Yes. I will link things like geolocation to know where are service providers. Reputation models, like there are some companies that have built reputation for service providers looking at other metrics.
So I will ingest that and try to create like a unified view for clients, providers and overall all users in the Filecoin ecosystem. I will also add things from other APIs that people are running tests on clients or storage providers. If I find something that I can link and connect to my entities, I will just ingest that.
I saw you also publish in multiple different formats, right? Can you give a rough overview what you publish into?
That depends on the community. For the Filecoin data portal, what I’m doing is publishing all the datasets every day as parquet files on R2. And that makes anyone that wants to check the data or relies on that data just have to download that parquet file and start using it. And for the Gitcoin one, I’m also publishing to IPFS.
And those are the main places where I’m publishing. R2 on Filecoin, IPFS on Gitcoin. But then Filecoin data portal is also being published to Google sheets, some of the datasets to Dune… basically it depends on the community. I will customize the delivery, so the community can access that data in a smooth way.
The crypto / Web3 space would strike me as a space where the people are probably more technical, right?
Yes, generally more technical. And the people that are looking at the data are probably the same developers or very close to the development. So they know how to ingest these sorts of things.
So you basically your customers, so to speak, are the people that then can actually programmatically work with the data, they can access it and so on?

> **Parts of the exercise**:
1 - Update the rows by replacing "straw bale" with "hay bale" and leaving everything else unchanged. Begin at the line that contains "segment --target round" and continue through the last row.
2 - Write what comes next in the interview about Filecoin data publishing, picking up after its final sentence.
The interview about Filecoin data publishing and the rows have no connection to each other.

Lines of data
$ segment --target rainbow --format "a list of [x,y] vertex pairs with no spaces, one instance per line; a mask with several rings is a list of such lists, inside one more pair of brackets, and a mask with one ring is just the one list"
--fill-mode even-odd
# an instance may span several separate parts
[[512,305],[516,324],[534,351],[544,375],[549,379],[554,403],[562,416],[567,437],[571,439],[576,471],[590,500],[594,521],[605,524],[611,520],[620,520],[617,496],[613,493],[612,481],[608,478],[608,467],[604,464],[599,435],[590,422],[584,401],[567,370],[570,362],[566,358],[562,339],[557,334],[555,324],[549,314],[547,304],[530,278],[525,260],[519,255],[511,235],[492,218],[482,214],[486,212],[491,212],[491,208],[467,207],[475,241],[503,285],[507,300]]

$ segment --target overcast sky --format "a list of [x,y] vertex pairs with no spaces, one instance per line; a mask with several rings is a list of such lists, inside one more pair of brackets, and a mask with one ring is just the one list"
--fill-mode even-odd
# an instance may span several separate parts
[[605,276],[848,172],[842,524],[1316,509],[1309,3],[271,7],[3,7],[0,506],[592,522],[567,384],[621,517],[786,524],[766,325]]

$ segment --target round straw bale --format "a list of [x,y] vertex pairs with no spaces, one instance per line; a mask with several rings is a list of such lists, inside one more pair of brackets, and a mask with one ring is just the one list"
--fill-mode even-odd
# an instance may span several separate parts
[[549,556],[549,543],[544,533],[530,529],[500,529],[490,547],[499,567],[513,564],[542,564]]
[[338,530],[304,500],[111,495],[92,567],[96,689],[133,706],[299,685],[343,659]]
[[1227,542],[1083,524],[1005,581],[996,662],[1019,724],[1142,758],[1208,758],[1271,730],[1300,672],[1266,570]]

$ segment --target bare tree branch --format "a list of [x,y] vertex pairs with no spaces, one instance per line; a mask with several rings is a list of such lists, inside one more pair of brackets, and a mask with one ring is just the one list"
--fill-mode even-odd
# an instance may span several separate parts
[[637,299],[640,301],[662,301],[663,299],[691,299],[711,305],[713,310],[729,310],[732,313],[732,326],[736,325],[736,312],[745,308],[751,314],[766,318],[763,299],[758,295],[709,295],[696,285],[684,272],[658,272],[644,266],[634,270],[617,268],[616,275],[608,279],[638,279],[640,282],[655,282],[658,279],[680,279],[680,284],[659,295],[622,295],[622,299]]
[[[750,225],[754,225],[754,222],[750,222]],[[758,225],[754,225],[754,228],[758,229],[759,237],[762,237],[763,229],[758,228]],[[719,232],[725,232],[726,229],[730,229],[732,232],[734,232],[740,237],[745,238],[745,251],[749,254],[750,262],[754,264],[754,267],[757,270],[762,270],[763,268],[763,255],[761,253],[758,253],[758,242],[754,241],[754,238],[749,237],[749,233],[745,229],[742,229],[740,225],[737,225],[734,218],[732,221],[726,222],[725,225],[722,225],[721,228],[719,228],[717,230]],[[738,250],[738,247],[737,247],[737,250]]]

> **Outputs for the tasks**:
1 -
$ segment --target round hay bale --format "a list of [x,y] vertex pairs with no spaces, one instance per line; a mask with several rings is a list of such lists, inside one more pair of brackets, and a mask with one ring is just the one list"
--fill-mode even-odd
# an instance may span several separate parts
[[549,556],[549,543],[544,533],[530,529],[500,529],[490,547],[499,567],[513,564],[542,564]]
[[338,530],[304,500],[111,495],[92,567],[96,689],[133,706],[299,685],[343,659]]
[[1227,542],[1083,524],[1005,581],[996,662],[1019,724],[1142,758],[1208,758],[1271,730],[1300,672],[1266,570]]

$ segment --target bare tree branch --format "a list of [x,y] vertex pairs with no spaces, one instance per line; a mask with several rings is a list of such lists, inside one more pair of brackets, and a mask with one ring is just the one list"
--fill-mode even-odd
# an instance may span several separate parts
[[637,299],[640,301],[662,301],[663,299],[691,299],[711,305],[713,310],[729,310],[732,313],[732,326],[736,325],[736,312],[745,308],[751,314],[766,318],[763,299],[758,295],[709,295],[696,285],[684,272],[658,272],[644,266],[634,270],[617,268],[616,275],[608,279],[638,279],[640,282],[655,282],[658,279],[680,279],[680,284],[659,295],[622,295],[622,299]]
[[[750,225],[754,225],[754,222],[750,222]],[[758,225],[754,225],[754,228],[758,229],[759,237],[762,237],[763,229],[758,228]],[[719,232],[725,232],[726,229],[730,229],[732,232],[734,232],[740,237],[745,238],[745,251],[749,254],[750,262],[754,264],[754,267],[757,270],[762,270],[763,268],[763,255],[761,253],[758,253],[758,242],[754,241],[754,238],[749,237],[749,233],[745,229],[742,229],[740,225],[737,225],[734,218],[732,221],[726,222],[725,225],[722,225],[721,228],[719,228],[717,230]],[[738,250],[738,247],[737,247],[737,250]]]

2 -
Yeah, most of it, yes. And for those who can’t or don’t have the time, I’m also publishing some of the data sets to Google sheets, so they can “import range” from their Google sheet and start playing with that. At least the important thing is getting the data, whatever that means for them.
Software Stack of the Open Data Portals
Can you talk a bit about the technical setup of the portals? How does it technically work?
Initially, I started working on a classic data pipeline or data platform using data warehouse like BigQuery, things like that are paid and closed source. But then I started moving more and more things… and to try to continue the ethos of Web3, or some of the ethos, I think Web3 represents of keeping things open and modular, permissionless and all of that.
So right now the stack is simple in terms of you can run it on your laptop, and it runs on GitHub actions. And it consists of the data warehouse in your laptop, DuckDB, then pipelines with Python doing the transformations, and then it is being published to R2 or like an object store. That’s the main tools.
So the source is basically a DuckDB on your laptop or in GitHub actions or something. And then you work with the data in there using Python?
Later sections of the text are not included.